INSTRUCTIONS
1. Reproduce the passage of the vector space isomorphism notes starting with "Classification of VS" and going on through "vector space isomorphism.".
2. Write what comes next in the vector space isomorphism notes, picking up after their final sentence.

EXTRACT PROVIDED
▽
Source of most content: Gunhee Cho

Classification of VS

Def. Given two vector spaces $V,W/F$,
(1) we call $\Phi:V\rightarrow W$ a linear transform (L.T.) if $\Phi$ is a function from $V$ to $W$ and preserves a linearity, i.e., $\forall a,b \in F,\forall v,w, \in V, \ \Phi (av+bw) = a\Phi(v)+b \Phi(w)$.
(2) If $\Phi^{-1}: W \rightarrow V$ is also a linear transform, i.e., $\Phi$ is bijective, then we call $\Phi$ vector space isomorphism.

Proposition

\[\text{Given two finite dimensional VSs } V,W/F, \ dimV=dimW \text{ iff } \exists \text{ VS isomorphism } \Phi:V\rightarrow W, \ V\stackrel{\Phi}{\cong}W\nonumber\]

Proof

1. $(\Leftarrow)$ Suppose there exists a VS isomorphism $\Phi:V \rightarrow W$. Take any basis $\beta=\{v_1, \cdots, v_n \}$ of $V$. Define $\gamma :=\{\Phi(v_1), \cdots, \Phi(v_n) \} \subseteq W$.
   • Let $a_1 \Phi(v_1) + \cdots + a_n \Phi(v_n) = 0 = \Phi(a_1 v_1 + \cdots + a_n v_n)$. Since $\Phi$ is injective, $\Phi(0)=\Phi(0\cdot 0) = 0\Phi(0)=0$ $\leadsto a_1 v_1 + \cdots a_n v_n =0 \Leftrightarrow a_1=a_2=\cdots=a_n=0$. So, $\gamma$ is linearly independent.
△
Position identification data
▽
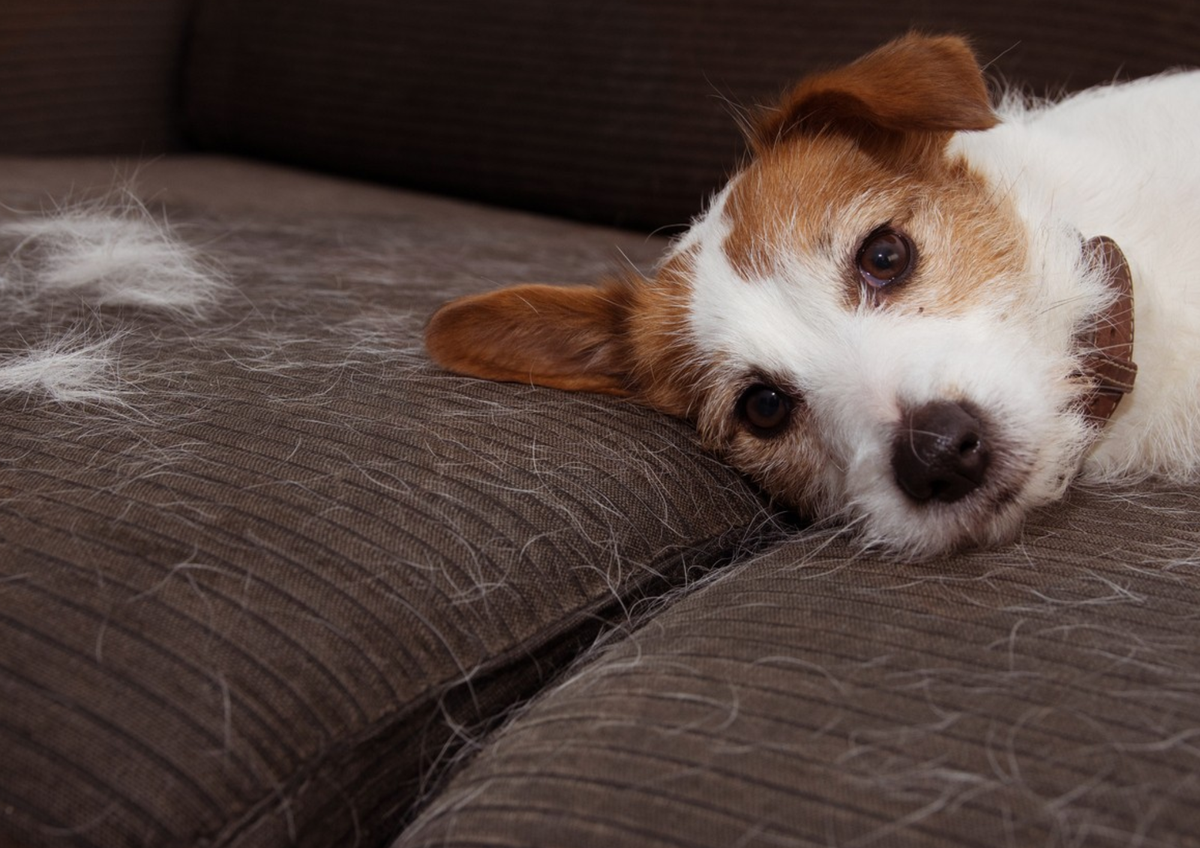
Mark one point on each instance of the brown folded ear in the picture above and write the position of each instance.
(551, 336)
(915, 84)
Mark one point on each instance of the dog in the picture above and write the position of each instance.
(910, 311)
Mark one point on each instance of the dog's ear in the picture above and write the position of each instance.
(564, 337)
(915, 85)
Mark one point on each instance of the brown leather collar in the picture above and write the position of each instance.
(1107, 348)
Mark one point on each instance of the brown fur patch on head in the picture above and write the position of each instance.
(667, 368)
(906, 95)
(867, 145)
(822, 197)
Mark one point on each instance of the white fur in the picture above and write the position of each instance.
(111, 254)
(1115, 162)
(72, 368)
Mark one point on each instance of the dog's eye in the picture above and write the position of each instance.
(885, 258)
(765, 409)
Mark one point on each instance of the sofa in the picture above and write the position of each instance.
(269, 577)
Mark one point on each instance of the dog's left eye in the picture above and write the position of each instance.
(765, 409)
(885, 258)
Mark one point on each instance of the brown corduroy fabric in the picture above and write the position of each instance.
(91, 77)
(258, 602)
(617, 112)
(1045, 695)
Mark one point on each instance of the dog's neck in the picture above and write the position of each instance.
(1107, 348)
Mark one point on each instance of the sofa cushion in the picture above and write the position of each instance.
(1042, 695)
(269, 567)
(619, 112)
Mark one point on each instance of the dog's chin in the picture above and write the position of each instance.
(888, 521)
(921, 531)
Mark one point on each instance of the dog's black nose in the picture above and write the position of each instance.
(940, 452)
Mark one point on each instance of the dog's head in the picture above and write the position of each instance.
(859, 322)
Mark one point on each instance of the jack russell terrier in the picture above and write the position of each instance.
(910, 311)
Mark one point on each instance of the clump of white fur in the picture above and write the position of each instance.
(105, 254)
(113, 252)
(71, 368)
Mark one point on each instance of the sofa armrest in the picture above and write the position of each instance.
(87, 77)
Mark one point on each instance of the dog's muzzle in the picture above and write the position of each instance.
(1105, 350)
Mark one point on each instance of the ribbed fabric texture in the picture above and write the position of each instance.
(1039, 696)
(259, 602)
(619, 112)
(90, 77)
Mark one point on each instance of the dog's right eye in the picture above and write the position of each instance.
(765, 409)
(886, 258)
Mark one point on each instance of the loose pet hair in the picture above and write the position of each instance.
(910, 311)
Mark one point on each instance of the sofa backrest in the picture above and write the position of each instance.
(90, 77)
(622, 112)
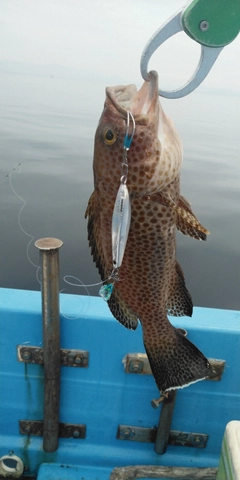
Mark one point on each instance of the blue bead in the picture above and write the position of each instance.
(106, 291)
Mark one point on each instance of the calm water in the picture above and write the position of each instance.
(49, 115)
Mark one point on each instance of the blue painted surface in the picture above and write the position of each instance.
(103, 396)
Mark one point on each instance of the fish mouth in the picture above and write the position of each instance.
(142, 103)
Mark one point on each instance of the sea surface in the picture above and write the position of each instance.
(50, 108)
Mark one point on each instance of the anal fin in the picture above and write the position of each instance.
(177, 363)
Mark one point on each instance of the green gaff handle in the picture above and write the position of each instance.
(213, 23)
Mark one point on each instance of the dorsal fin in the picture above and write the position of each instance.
△
ANSWER LIST
1.
Classification of VS

Def. Given two vector spaces $V,W/F$,
(1) we call $\Phi:V\rightarrow W$ a linear transform (L.T.) if $\Phi$ is a function from $V$ to $W$ and preserves a linearity, i.e., $\forall a,b \in F,\forall v,w, \in V, \ \Phi (av+bw) = a\Phi(v)+b \Phi(w)$.
(2) If $\Phi^{-1}: W \rightarrow V$ is also a linear transform, i.e., $\Phi$ is bijective, then we call $\Phi$ vector space isomorphism.

2.
   • Take any $w \in W$, then $\exists v \in V$ s.t. $\Phi(v)=w$ since $\Phi$ is surjective. Since $\beta$ is a basis, by Prop, $\exists! a_1, \cdots, a_n \in F$ s.t. $a_1 v_1 + \cdots + a_n v_n =v \leadsto w = \Phi(a_1v_1 + \cdots+ a_n v_n) \leadsto w = a_1 \Phi(v_1) + \cdots a_n \Phi(v_n)$, which implies that $ w \in span(\{\Phi(v_1), \cdots, \Phi(v_n) \})$.
     $\implies$ Therefore, $\gamma$ is a basis of $W$ and has same dimension by definition.
2. $(\Rightarrow)$ Suppose $dimV=dimW=n<\infty$. Take any basis $\beta=\{v_1, \cdots, v_n \}$ of $V$ and $\gamma=\{w_1, \cdots, w_n\}$ of $W$. Define $\varphi:V\rightarrow W \ (v:=a_1 v_1 + \cdots + a_n v_n \mapsto a_1 w_1 + \cdots + a_n w_n)$. Then, $\varphi$ is well-defined since if $v_1 = v_2 \rightarrow \varphi(v_1)=\varphi(v_2)$.
   • Let $\varphi(v) = a_1 w_1 + \cdots + a_n w_n = \varphi(v’) = b_1 w_1 + \cdots + b_n w_n$. Then, by Prop, $\forall i = 1, \cdots n, a_i = b_i$. Therefore, $v = v’$ which implies that $\varphi$ is injective.
   • Let $v=a_1 v_1 + \cdots+ a_n v_n \in $ <$\beta$>. By definition, $\varphi(a_1 v_1+\cdots+ a_n v_n)=a_1 w_1 + \cdots + a_n w_n$, which spans $W$ by definition of $\gamma$. Therefore, $\varphi$ is surjective.
   • Let $\forall u, u’ \in V$, then there exists a unique expression by a basis $\beta$, i.e., $u = a_1 v_1 + \cdots + a_n v_n,\ u’= b_1 v_1 + \cdots + b_n v_n$, where $\forall i=1, \cdots, n, \ a_i, b_i \in F$. Then, $\forall x,y \in F,\ \varphi(xu+yu’)=\varphi((xa_1+yb_1)v_1 + \cdots + (xa_n+yb_n)v_n)= (xa_1+yb_1)w_1 + \cdots + (xa_n+yb_n)w_n$$ = x\varphi(u)+y\varphi(u’)$. Therefore, $\Phi:V\rightarrow W$ is a linear transform.
     $\implies$ There exists a VS isomorphism $\varphi$.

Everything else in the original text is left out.